## Request
Can you give every line of the data below as a numbered list, leaving out blank lines?
[START OF Listed entries]
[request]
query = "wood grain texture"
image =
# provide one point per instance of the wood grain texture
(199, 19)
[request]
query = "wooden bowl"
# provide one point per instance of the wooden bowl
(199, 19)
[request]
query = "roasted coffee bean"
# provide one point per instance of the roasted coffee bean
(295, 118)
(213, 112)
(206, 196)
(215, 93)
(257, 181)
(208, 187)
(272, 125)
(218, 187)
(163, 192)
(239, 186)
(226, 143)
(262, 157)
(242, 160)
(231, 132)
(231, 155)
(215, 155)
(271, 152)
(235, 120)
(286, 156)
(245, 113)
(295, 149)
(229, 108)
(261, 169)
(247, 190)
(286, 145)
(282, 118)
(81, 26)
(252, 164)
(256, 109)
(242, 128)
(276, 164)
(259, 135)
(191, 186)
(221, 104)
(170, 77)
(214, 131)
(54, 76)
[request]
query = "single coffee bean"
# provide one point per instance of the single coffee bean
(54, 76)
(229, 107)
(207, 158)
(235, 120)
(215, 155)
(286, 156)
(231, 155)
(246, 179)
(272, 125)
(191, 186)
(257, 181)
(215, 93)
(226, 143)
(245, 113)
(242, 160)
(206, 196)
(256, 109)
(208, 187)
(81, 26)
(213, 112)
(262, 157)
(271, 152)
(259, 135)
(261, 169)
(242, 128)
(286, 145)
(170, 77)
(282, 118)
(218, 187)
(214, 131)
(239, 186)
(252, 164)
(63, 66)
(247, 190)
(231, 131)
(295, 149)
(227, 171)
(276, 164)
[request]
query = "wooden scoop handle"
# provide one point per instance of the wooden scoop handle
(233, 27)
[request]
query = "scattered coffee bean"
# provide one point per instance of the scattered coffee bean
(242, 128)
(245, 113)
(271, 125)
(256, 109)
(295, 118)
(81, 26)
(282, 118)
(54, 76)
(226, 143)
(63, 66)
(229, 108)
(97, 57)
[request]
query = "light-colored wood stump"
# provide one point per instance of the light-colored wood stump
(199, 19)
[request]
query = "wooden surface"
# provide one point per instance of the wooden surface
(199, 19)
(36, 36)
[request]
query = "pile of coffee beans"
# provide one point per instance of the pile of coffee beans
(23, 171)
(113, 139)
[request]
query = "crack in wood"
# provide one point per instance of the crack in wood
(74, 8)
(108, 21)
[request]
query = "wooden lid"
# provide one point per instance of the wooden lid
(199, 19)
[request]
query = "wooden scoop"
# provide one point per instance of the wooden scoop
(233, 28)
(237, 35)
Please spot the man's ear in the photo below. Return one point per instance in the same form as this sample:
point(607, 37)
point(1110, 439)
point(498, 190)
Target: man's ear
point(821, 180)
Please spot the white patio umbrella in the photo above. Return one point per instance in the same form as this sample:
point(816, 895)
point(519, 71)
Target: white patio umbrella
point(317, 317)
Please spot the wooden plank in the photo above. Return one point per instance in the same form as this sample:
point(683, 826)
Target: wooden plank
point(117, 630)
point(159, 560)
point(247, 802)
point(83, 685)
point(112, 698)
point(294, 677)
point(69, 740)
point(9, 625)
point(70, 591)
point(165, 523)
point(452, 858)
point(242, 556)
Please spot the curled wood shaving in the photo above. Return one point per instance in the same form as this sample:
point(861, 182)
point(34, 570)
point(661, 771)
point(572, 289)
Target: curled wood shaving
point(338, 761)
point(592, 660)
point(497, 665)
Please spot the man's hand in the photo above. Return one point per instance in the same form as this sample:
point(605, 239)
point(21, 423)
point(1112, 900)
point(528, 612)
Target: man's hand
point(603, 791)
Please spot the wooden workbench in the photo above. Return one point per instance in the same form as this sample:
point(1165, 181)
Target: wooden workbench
[END OF Listed entries]
## In response
1. [request]
2. query = "wood grain texture"
3. image =
4. # provide one point per instance of the wood grain texture
5. (199, 19)
6. [request]
7. query = "wooden bowl"
8. # provide one point per instance of the wooden bowl
9. (199, 19)
10. [request]
11. query = "roasted coffee bean"
12. # provide one point per instance of the roasted coffee bean
13. (295, 118)
14. (213, 112)
15. (206, 196)
16. (215, 93)
17. (257, 181)
18. (208, 187)
19. (272, 125)
20. (218, 187)
21. (163, 192)
22. (239, 186)
23. (226, 143)
24. (262, 157)
25. (242, 160)
26. (231, 132)
27. (231, 155)
28. (215, 155)
29. (271, 152)
30. (235, 120)
31. (286, 156)
32. (245, 113)
33. (295, 149)
34. (229, 108)
35. (261, 169)
36. (247, 190)
37. (286, 145)
38. (282, 118)
39. (81, 26)
40. (252, 164)
41. (256, 109)
42. (242, 128)
43. (276, 164)
44. (259, 135)
45. (191, 186)
46. (221, 104)
47. (170, 77)
48. (214, 131)
49. (54, 76)
50. [request]
51. query = "single coffee bean"
52. # provide one point per instance of the single coffee bean
53. (54, 76)
54. (229, 107)
55. (207, 158)
56. (235, 120)
57. (215, 155)
58. (286, 156)
59. (231, 155)
60. (246, 179)
61. (272, 125)
62. (191, 186)
63. (257, 181)
64. (215, 93)
65. (226, 143)
66. (245, 113)
67. (242, 160)
68. (206, 196)
69. (256, 109)
70. (208, 187)
71. (81, 26)
72. (213, 112)
73. (262, 157)
74. (271, 152)
75. (259, 135)
76. (261, 169)
77. (242, 128)
78. (286, 145)
79. (170, 77)
80. (282, 118)
81. (218, 187)
82. (214, 131)
83. (239, 186)
84. (252, 164)
85. (63, 66)
86. (247, 190)
87. (231, 131)
88. (295, 149)
89. (227, 171)
90. (276, 164)
91. [request]
92. query = "wooden scoop handle"
93. # provide one point per instance of the wooden scoop handle
94. (233, 27)
95. [request]
96. query = "scattered coffee bean"
97. # provide one point per instance of the scattered coffee bean
98. (242, 128)
99. (245, 113)
100. (271, 125)
101. (256, 109)
102. (295, 118)
103. (81, 26)
104. (282, 118)
105. (54, 76)
106. (226, 143)
107. (63, 66)
108. (229, 108)
109. (97, 57)
110. [request]
111. query = "light-colored wood stump"
112. # provide one point per instance of the light-colored wood stump
113. (199, 19)
114. [request]
115. query = "wooden surface"
116. # provide one point per instance of the wooden surface
117. (199, 19)
118. (36, 36)
119. [request]
120. query = "pile of coffee beans"
121. # provide one point per instance of the pile of coffee beans
122. (23, 171)
123. (113, 139)
124. [request]
125. query = "crack in wood"
126. # provide one point per instance of the crack in wood
127. (74, 8)
128. (108, 21)
129. [request]
130. query = "wooden lid"
131. # provide one point per instance of the wooden lid
132. (199, 19)
133. [request]
134. query = "wooden scoop"
135. # provide one point per instance of the wooden scoop
136. (233, 28)
137. (237, 35)
138. Please spot the man's ear in the photo below. Return one point per instance in the same form as this sample:
139. point(607, 37)
140. point(1110, 439)
141. point(498, 190)
142. Target: man's ear
143. point(821, 180)
144. Please spot the white patio umbrella in the photo above. Return one point per instance in the same form as this sample:
145. point(816, 895)
146. point(519, 71)
147. Target: white patio umbrella
148. point(317, 317)
149. Please spot the wooden plank in the photo above. Return one point per instance in the same form as this sample:
150. point(683, 826)
151. Target: wooden plank
152. point(117, 630)
153. point(159, 560)
154. point(247, 802)
155. point(83, 685)
156. point(112, 698)
157. point(294, 677)
158. point(69, 740)
159. point(9, 625)
160. point(70, 591)
161. point(165, 523)
162. point(452, 858)
163. point(242, 556)
164. Please spot the curled wood shaving in the photo above. Return one point per instance in the same form as this sample:
165. point(861, 182)
166. point(34, 570)
167. point(661, 771)
168. point(572, 289)
169. Target: curled wood shaving
170. point(338, 761)
171. point(592, 660)
172. point(497, 665)
173. Please spot the man's hand in the photo above. Return one point per instance in the same form as this sample:
174. point(605, 239)
175. point(21, 423)
176. point(1112, 900)
177. point(528, 612)
178. Target: man's hand
179. point(603, 791)
180. Please spot the wooden workbench in the photo above. Return one point per instance in the same form as this sample:
181. point(1165, 181)
182. Target: wooden workbench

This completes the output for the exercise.